- Extract

From Deseret News archives:
Family's plea: Tie down car loads
All that remains of Meredith Deckard's tragic accident is a severely beaten bronze car — one that her family does not want Utah to forget.
Last December, Deckard was driving home from work along I-15 in Ogden. Suddenly, a box fell off the back of a truck in front of her. She swerved to miss it. In the chaos that ensued, she was T-boned by a semitrailer truck on her passenger side.
Forty days later, she succumbed to her injuries in McKay-Dee Hospital, leaving behind three sons and a grieving partner.
Now her family, including her partner, Bekah Moore, and her oldest son, CJ Frank, have joined the Utah Department of Transportation's Litter Hurts campaign, pleading with Utahns to tie down their vehicle's luggage so that Deckard's tragedy doesn't have to happen again.
"My children won't know my mom," Frank said Tuesday, holding back tears as he addressed a crowd gathered at UDOT's Maintenance Center in Murray, "all because someone didn't take five minutes to tie down their load."
Behind him was an enormous pile of ladders, boxes, couches and chairs, an unmarked headstone for those killed or injured in accidents such as Deckard's. UDOT employees had collected the items off the highways.

- Referring expression data
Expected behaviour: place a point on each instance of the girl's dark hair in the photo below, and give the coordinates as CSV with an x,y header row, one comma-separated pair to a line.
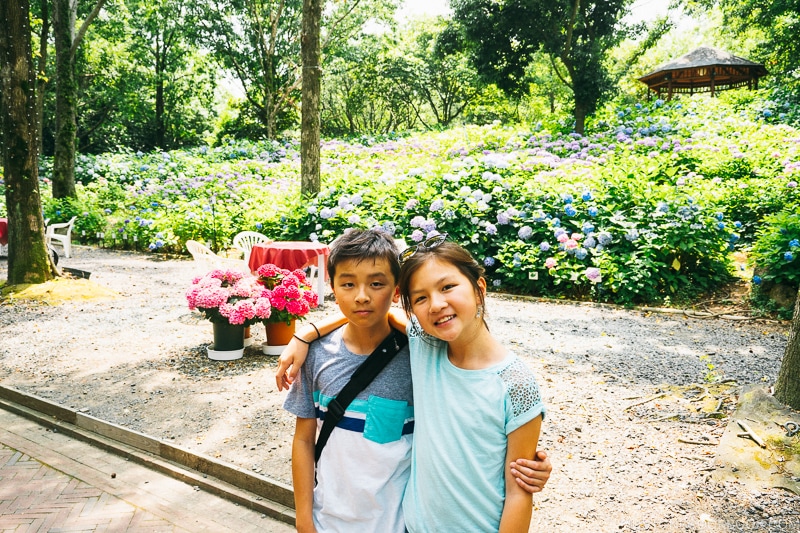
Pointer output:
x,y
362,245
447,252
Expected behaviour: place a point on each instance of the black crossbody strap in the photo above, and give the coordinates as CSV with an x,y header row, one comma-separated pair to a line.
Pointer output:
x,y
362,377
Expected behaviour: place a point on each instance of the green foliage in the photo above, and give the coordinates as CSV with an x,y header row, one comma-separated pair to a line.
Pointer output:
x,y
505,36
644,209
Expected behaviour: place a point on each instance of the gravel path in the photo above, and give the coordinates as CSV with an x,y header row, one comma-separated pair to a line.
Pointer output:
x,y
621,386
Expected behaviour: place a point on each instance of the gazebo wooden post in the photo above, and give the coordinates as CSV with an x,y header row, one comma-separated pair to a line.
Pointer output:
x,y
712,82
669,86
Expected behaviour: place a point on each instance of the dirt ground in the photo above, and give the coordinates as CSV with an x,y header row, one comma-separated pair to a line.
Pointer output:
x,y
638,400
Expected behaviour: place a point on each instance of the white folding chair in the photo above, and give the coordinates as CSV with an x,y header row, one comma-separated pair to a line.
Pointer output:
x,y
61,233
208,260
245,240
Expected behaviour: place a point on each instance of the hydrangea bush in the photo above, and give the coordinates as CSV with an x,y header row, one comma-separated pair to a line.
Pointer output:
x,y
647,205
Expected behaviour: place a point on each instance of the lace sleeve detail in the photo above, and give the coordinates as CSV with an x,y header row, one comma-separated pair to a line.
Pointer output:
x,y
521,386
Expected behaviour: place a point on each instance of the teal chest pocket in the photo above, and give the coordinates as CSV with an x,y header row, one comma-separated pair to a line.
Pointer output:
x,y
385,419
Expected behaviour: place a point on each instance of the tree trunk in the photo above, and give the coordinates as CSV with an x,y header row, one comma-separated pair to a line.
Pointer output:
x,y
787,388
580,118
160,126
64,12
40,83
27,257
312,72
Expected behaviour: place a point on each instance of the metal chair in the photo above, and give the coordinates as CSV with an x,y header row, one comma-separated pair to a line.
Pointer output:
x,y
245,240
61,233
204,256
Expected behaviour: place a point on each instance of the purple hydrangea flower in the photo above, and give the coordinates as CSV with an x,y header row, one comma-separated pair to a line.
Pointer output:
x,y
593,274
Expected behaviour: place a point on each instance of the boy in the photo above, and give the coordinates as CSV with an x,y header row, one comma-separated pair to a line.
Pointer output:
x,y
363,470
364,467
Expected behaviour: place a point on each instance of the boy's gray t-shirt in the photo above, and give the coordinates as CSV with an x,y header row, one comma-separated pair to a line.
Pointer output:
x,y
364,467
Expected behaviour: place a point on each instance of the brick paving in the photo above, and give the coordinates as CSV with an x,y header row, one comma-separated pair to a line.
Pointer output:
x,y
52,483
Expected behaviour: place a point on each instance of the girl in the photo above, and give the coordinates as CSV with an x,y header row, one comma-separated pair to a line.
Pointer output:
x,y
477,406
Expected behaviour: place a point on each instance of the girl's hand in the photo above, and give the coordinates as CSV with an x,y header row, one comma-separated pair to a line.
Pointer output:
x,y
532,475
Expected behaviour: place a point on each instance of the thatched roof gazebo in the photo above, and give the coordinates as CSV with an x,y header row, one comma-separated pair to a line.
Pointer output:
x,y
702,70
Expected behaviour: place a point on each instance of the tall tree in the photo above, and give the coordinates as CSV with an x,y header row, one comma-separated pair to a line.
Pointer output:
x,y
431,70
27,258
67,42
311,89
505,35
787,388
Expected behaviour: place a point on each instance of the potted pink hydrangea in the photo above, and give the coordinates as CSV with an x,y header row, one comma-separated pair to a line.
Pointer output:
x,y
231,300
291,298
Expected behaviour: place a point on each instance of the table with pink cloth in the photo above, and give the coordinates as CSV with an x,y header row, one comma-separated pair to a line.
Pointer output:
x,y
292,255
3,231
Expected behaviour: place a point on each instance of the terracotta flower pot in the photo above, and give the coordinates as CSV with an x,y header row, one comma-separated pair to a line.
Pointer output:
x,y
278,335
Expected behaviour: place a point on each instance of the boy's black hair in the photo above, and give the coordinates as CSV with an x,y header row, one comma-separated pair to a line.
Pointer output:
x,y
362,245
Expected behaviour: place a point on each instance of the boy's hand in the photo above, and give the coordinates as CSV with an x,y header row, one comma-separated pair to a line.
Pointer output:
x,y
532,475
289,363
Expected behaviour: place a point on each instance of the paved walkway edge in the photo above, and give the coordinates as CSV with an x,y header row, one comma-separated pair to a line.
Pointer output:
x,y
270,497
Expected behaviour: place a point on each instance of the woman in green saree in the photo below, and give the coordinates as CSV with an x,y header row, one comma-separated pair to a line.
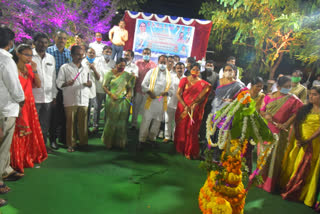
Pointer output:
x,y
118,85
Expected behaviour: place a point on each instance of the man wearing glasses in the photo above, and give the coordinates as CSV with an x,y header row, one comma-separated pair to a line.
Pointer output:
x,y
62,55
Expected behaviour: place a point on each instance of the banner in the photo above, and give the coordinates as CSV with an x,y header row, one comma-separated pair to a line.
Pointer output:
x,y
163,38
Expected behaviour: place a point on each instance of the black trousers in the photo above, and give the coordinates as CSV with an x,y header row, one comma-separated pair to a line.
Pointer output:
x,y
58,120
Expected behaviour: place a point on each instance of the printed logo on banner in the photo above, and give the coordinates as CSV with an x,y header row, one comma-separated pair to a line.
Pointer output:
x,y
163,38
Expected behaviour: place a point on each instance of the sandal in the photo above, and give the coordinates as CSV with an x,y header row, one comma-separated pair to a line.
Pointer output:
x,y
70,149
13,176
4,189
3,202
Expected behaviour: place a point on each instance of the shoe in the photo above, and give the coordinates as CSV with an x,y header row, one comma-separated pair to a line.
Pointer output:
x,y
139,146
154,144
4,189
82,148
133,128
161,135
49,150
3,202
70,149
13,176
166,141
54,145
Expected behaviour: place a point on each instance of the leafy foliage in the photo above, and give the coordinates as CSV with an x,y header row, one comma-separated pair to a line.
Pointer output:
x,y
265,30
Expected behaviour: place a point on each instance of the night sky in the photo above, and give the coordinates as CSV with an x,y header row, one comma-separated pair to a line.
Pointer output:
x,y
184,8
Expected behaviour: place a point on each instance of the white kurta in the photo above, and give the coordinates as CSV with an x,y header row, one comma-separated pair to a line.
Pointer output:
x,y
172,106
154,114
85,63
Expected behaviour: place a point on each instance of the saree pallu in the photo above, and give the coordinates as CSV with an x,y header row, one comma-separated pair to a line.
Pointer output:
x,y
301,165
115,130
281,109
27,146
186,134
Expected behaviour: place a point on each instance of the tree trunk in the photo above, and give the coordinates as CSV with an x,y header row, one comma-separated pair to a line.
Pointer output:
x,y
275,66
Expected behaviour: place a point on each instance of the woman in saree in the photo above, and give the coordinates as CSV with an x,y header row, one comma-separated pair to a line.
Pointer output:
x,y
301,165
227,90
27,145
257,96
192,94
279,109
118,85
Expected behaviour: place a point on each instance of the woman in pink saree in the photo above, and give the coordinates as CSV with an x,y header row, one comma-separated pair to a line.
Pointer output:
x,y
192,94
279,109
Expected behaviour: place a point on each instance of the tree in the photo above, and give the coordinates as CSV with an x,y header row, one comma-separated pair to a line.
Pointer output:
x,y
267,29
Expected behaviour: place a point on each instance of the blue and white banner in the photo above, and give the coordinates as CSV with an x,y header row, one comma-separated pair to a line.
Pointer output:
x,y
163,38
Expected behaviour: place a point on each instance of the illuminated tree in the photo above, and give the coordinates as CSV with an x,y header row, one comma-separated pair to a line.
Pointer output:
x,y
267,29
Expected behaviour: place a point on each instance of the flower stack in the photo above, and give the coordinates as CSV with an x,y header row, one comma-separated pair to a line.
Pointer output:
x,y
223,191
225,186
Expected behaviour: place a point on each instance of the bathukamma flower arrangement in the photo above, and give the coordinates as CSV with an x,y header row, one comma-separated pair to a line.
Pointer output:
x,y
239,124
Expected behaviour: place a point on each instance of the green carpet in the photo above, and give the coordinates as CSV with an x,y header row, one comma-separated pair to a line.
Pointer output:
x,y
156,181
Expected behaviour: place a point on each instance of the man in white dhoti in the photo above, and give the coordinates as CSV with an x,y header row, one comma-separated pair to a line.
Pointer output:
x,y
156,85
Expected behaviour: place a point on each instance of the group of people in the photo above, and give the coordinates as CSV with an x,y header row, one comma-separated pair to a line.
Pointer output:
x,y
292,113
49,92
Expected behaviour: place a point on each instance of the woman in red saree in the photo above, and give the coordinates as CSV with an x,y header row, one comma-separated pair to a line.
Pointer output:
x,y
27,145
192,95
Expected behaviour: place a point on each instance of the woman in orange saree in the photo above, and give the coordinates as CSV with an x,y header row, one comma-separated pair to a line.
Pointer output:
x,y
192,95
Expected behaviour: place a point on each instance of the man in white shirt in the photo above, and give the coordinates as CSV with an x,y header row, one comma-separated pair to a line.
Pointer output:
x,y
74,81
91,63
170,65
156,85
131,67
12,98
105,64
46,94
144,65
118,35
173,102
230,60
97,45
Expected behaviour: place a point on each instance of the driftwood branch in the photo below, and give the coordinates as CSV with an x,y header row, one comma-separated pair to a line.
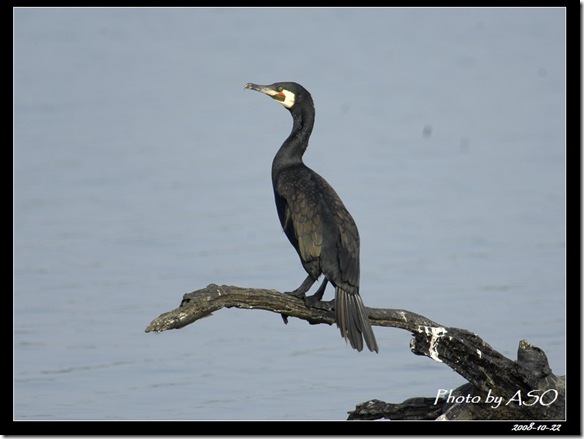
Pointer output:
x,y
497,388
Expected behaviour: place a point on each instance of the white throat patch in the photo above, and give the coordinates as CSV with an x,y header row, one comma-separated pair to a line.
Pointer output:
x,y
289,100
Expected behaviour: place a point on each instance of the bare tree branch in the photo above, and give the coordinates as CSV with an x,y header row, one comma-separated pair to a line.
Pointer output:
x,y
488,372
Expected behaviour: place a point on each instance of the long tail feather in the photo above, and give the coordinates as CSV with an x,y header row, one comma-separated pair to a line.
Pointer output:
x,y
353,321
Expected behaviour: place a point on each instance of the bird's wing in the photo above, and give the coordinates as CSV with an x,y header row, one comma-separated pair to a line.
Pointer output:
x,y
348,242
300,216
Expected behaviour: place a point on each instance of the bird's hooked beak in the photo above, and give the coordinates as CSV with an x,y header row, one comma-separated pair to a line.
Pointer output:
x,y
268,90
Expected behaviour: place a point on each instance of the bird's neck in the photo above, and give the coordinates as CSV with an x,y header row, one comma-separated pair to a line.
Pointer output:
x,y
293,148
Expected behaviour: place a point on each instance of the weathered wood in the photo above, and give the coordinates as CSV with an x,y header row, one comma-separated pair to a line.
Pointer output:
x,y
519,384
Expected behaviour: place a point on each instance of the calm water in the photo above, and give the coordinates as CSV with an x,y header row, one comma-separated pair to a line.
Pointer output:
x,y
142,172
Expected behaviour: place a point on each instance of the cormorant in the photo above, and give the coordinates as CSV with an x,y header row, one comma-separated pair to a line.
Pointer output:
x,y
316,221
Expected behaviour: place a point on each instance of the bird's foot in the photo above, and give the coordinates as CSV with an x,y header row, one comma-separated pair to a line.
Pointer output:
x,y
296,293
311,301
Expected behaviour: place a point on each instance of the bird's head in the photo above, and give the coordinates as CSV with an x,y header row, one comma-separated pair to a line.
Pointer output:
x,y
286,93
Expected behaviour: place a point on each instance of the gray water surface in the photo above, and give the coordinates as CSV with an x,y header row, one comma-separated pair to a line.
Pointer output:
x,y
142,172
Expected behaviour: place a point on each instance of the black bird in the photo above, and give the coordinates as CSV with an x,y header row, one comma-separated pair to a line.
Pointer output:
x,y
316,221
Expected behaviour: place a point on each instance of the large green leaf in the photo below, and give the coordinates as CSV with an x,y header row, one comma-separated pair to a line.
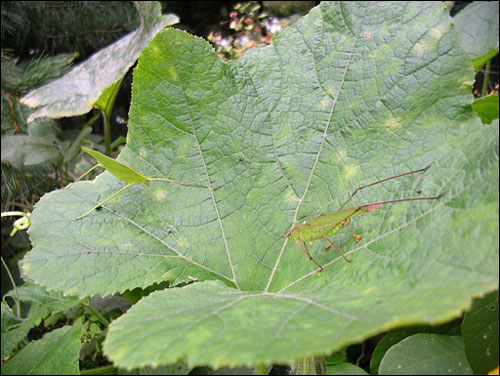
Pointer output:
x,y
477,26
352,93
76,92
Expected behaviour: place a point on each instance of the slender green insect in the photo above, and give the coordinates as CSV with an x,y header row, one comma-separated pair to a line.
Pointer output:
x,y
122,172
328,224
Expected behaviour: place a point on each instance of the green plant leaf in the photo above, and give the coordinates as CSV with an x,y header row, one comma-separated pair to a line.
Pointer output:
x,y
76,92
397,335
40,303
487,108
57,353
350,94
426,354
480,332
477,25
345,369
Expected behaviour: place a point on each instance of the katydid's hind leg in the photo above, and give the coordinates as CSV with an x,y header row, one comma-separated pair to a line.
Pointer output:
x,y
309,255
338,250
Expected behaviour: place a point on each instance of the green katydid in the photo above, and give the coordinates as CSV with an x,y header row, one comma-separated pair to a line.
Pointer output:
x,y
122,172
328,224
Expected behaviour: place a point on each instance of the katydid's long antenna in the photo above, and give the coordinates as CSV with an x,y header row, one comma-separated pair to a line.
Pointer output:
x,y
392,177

- Tasks
[1] In the article on Meredith Deckard's accident, which kinds of items make up the pile that UDOT employees collected off the highways?
[2] Extend the article on Meredith Deckard's accident beyond its final paragraph.

- Answers below
[1] Ladders, boxes, couches and chairs.

[2]
About 46 percent of Utahns have experienced damage to their automobiles as a result of cargo falling off the back of a car, according to a Dan Jones and Associates 2008 statewide survey. Deckard's lethal accident was one of two that year.
"Litter isn't just a nuisance, it is truly something dangerous," said John Fjord, UDOT executive director. Thankfully, Utah has seen a 22 percent decrease in the number of crashes since the Litter Hurts campaign began, Fjord said.
Deckard's family aims to keep reducing those numbers until there isn't one crash on Utah's highways because of a lawn chair or a box of tools that wasn't tied down. Frank said they decided to donate his mother's car to UDOT so it can be kept on display as a reminder of what his family lost. The driver likely never even knew that his or her lost cargo caused a deadly crash, he said. Frank said he isn't angry at the faceless driver.
"Please, I just plead to the community and all of Utah, please make sure your load is tied down," he said.
Moore, Deckard's partner, said they made a decision as a family to turn this tragedy into something positive. Both Frank and Moore have enrolled at Weber State University to become involved in saving lives — he through Life Flight training, she through health care. Deckard's life motto was "givers gain, takers lose," and there's hardly a better way to honor the memory of a giving mother and community volunteer than to give everyone else the right she was robbed of, Moore said: a safe drive home.